___ Texte source ___

Québec en novembre – le bilan 2015

logo québec2Quelques jours ont passé depuis la fin de notre mois québécois mais enfin il fallait bien que je me repose de ce rythme inusité de publication, si peu dans ma manière. Cela dit, je n’ai pas oublié ma promesse de faire un petit bilan congratulationnesque. Alors un grand bravo à tous, joyeux participants, car nous avons publié, au cours de ce mois échevelé, pas moins de 181 billets tout pleins de romans, auteurs, recettes, chansons, bd et poèmes québécois… Que du bonheur !
J’aurais bien compté les auteurs aussi, grâce à qui nous pouvons lire et découvrir, j’étais même parti pour, mais compter n’est vraiment pas mon fort (si quelqu’un s’y colle j’éditerai mon billet) en tout cas ils furent fort nombreux à l’honneur. Mieux, je pense que nous pouvons compter sur quelques prolongations, chez Karine déjà avec la femme qui fuit de Anaïs Barbeau-Lavalette, et bientôt chez moi avec Pomme S de Eric Plamondon (si si c’est prévu). Comme notre but, à Karine et moi-même, est justement de les faire connaitre, ces écrivains, disons que nous sommes ravies.

___

• Exercice proposé A:
Dans le bilan du mois québécois, de quoi sont remplis les 181 billets publiés ? Relevez chaque type cité.
• Exercice proposé B:
Prolongez le bilan du mois québécois à la suite de sa dernière phrase.

___ Lignes de données ___

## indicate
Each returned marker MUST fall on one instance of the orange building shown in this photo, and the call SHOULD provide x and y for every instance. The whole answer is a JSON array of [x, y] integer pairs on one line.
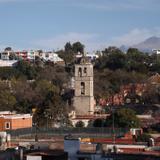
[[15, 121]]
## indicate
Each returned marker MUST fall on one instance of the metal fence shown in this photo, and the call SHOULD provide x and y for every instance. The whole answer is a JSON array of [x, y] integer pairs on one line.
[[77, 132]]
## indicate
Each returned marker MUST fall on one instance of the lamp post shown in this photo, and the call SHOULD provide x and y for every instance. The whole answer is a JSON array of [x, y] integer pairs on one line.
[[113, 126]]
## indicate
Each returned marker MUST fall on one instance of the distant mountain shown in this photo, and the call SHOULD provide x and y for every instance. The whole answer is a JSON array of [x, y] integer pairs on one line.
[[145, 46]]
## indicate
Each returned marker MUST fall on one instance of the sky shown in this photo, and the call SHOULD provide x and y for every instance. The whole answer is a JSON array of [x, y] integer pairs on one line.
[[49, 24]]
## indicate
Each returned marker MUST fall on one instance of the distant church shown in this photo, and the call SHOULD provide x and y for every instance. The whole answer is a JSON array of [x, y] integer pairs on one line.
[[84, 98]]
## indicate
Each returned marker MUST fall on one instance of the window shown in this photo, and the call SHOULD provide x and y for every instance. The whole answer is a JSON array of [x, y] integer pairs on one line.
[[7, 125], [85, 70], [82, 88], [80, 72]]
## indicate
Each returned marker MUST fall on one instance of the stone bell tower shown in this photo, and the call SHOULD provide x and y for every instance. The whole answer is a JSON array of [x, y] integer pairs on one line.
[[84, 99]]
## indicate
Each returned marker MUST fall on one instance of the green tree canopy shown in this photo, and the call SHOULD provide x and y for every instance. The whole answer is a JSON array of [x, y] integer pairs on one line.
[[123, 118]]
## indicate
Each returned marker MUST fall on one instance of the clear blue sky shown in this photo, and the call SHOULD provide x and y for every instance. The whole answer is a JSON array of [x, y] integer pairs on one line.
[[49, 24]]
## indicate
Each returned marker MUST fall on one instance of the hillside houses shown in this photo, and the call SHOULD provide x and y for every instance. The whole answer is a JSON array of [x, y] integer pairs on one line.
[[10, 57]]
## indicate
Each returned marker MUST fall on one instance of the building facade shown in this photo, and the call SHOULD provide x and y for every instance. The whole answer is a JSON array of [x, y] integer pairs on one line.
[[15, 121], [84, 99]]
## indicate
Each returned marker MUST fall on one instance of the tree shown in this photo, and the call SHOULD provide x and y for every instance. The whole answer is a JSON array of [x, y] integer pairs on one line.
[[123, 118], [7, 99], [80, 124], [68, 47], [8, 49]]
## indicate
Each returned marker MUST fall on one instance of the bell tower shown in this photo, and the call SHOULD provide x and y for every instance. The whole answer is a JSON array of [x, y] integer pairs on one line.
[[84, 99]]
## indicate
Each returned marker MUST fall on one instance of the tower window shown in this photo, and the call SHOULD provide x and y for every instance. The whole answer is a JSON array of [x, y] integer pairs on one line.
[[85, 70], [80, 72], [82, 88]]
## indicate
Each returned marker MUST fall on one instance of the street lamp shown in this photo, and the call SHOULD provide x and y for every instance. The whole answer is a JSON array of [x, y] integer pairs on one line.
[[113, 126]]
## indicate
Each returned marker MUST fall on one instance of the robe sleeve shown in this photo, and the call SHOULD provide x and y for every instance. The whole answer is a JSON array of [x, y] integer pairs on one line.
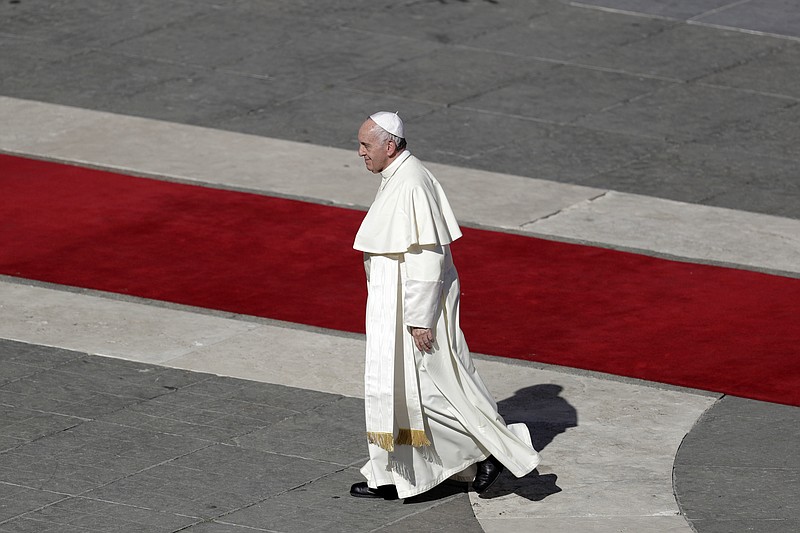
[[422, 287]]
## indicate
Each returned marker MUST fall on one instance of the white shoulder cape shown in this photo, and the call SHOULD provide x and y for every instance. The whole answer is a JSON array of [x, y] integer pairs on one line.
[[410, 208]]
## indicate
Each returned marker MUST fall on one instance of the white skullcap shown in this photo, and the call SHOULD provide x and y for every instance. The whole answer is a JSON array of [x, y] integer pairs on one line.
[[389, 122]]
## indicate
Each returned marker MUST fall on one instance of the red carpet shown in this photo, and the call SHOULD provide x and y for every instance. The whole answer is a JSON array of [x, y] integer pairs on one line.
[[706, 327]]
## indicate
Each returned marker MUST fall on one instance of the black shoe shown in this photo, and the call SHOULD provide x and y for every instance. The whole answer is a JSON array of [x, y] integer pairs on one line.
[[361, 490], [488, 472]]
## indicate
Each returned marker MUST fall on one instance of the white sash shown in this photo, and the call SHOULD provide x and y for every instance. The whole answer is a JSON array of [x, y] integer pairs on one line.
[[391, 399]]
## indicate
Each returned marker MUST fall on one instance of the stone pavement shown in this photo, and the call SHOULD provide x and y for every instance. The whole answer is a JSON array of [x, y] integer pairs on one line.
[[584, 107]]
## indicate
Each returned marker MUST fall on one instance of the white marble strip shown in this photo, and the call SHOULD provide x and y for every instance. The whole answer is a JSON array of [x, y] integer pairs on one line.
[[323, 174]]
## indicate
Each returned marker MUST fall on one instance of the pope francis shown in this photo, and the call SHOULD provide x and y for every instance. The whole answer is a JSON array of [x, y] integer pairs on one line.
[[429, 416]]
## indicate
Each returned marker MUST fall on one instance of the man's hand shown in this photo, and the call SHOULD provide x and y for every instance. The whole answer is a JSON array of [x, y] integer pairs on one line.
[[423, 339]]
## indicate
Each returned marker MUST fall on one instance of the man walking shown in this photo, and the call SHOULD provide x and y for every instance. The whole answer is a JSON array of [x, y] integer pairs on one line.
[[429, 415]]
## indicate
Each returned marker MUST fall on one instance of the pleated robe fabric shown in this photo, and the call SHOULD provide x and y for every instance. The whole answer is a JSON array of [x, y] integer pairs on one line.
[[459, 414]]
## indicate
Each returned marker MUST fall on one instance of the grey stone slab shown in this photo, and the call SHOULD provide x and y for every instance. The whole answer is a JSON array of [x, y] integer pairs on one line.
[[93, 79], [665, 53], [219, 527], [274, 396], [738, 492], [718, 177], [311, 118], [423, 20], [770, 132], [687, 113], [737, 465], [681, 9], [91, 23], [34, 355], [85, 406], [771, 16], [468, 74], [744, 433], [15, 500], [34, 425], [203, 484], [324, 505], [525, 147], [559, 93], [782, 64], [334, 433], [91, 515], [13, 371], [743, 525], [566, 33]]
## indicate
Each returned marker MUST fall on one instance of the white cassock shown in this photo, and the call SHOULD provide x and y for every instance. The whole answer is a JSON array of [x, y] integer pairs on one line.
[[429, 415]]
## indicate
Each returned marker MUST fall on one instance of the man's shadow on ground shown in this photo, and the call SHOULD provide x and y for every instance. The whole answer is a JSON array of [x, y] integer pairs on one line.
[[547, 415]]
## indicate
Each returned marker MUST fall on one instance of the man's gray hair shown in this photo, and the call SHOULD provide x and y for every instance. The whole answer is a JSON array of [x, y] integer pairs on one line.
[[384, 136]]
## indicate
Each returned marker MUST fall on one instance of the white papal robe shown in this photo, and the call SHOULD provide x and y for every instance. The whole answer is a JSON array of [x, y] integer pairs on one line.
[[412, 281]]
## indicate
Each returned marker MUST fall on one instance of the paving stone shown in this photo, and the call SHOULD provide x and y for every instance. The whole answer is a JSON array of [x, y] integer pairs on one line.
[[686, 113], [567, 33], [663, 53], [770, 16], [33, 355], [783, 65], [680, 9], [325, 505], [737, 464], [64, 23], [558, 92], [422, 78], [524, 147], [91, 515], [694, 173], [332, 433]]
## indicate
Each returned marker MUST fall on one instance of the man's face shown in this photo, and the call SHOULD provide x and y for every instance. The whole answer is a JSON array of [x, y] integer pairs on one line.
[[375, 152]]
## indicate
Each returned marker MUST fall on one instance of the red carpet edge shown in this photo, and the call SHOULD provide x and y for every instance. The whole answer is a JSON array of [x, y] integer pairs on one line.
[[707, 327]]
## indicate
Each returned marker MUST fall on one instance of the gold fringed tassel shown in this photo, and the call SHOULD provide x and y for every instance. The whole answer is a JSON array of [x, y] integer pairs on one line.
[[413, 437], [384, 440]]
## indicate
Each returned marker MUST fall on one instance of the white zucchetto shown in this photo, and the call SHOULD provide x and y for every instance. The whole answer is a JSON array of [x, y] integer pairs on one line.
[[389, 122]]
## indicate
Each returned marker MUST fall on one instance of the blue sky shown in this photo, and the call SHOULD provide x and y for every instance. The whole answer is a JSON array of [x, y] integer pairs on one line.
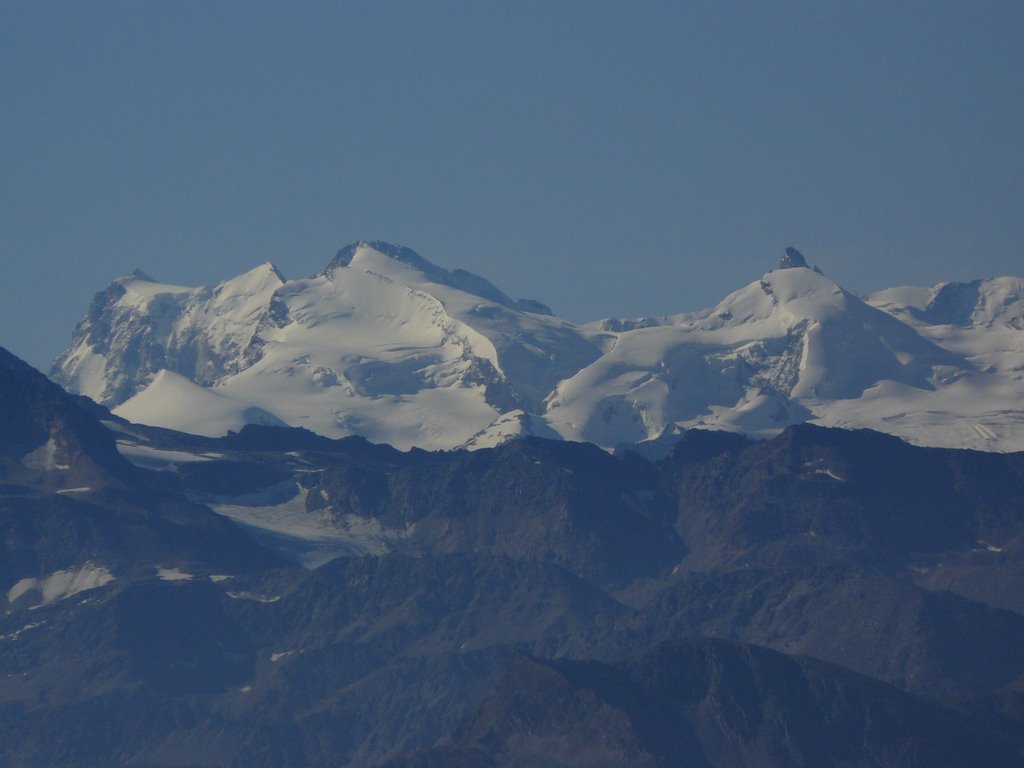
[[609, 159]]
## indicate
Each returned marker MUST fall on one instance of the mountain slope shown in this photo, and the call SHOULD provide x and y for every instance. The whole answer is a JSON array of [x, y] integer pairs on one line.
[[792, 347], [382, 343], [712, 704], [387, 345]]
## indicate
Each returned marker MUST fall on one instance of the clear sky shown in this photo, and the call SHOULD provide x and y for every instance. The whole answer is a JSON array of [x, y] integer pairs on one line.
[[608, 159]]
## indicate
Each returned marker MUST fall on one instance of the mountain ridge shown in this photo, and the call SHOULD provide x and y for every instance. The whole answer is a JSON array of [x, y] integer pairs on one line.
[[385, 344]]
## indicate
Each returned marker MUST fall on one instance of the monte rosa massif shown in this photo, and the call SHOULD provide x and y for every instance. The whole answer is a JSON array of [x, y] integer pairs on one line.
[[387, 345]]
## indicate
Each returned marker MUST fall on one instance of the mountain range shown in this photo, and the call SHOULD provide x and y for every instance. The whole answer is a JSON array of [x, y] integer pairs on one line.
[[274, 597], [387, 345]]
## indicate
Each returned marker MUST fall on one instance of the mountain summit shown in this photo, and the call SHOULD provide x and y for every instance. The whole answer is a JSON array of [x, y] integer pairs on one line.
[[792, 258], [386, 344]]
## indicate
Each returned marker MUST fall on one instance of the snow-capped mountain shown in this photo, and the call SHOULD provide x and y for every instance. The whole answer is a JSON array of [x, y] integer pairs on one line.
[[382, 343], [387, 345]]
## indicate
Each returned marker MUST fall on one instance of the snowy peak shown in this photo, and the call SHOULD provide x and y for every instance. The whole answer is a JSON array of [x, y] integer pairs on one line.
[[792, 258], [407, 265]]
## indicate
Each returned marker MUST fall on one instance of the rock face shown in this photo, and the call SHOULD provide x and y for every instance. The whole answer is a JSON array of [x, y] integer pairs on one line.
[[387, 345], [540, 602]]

___

• Réponse finale A:
Romans, auteurs, recettes, chansons, bd et poèmes québécois.

• Réponse finale B:
Et cela ne s’arrête pas là bien sûr car, même si le monde est grand (voyez le mois kiltissime de Cryssilda (sur la littérature écossaise, parfaitement) ou le challenge Lire le monde organisé par Yspaddaden de tête de lecture), il n’en reste pas moins que Lire québécois, ce n’est pas qu’en novembre… J’avais un logo avec ce slogan malheureusement il est resté en septembre, mais je le referai promis.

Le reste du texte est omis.